EXERCISE DIRECTIONS:
Return only this: the line with "TARGET: football" and all the lines that follow it below, through the final one, exactly as they are.
::::
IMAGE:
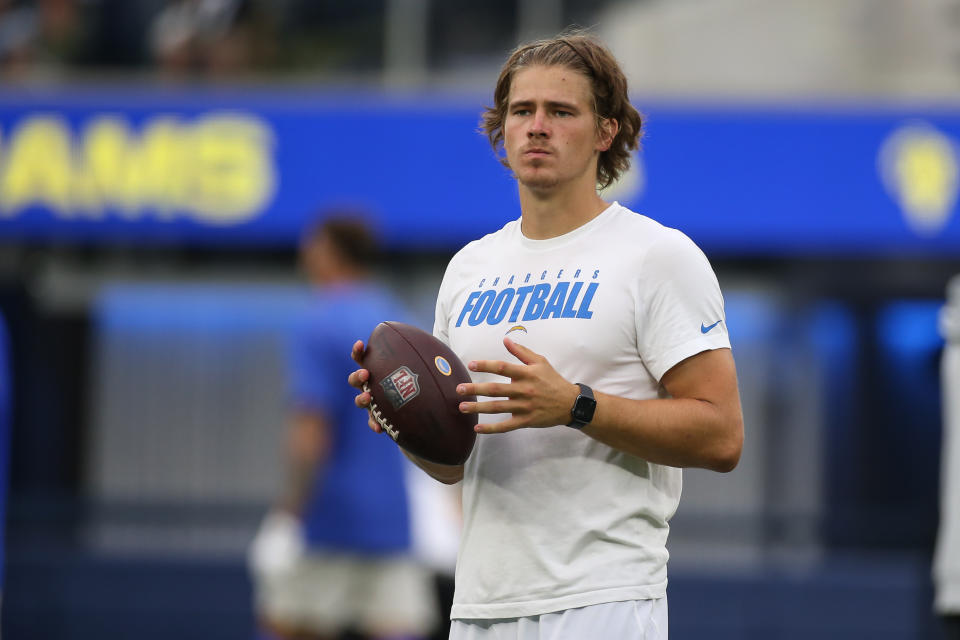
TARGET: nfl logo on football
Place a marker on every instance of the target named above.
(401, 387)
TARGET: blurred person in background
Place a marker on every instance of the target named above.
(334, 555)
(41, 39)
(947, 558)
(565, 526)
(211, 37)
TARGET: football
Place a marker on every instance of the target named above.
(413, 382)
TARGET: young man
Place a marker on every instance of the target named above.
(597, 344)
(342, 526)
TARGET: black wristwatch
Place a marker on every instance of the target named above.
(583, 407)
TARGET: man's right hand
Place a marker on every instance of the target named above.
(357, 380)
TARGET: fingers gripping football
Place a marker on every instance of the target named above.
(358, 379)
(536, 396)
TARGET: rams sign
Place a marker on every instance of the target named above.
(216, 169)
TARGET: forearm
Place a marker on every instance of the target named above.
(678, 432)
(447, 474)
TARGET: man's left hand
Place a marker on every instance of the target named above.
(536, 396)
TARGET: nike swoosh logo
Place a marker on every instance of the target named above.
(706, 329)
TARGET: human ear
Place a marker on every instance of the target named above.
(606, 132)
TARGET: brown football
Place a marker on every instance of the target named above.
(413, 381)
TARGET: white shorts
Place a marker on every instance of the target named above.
::::
COMPLETE ANSWER:
TARGET: football
Place a marker on every instance of the target named above.
(413, 382)
TARGET: young man
Place a marker on every instance of the target named above.
(597, 344)
(342, 526)
TARGET: black wristwatch
Place a marker on every instance of the target named above.
(583, 407)
TARGET: man's right hand
Place a marker on every instance of the target named above.
(357, 380)
TARGET: fingers gripping football
Place a marker on every instance of the target named above.
(358, 379)
(536, 396)
TARGET: rams sign
Place a marker on every instance of the target named above.
(216, 169)
TARGET: forearm
Place a marker on every instance of the target named above.
(678, 432)
(447, 474)
TARGET: man's left hand
Place a marker on every instance of the target named above.
(536, 396)
TARGET: nike swoosh logo
Place a marker on every instance of the target named above.
(706, 329)
TARGET: human ear
Place a marker on every instance of the target named above.
(606, 132)
TARGET: brown football
Place a marker on every instance of the target named above.
(413, 381)
TARGET: white shorts
Place a marker on every instance of the target named above.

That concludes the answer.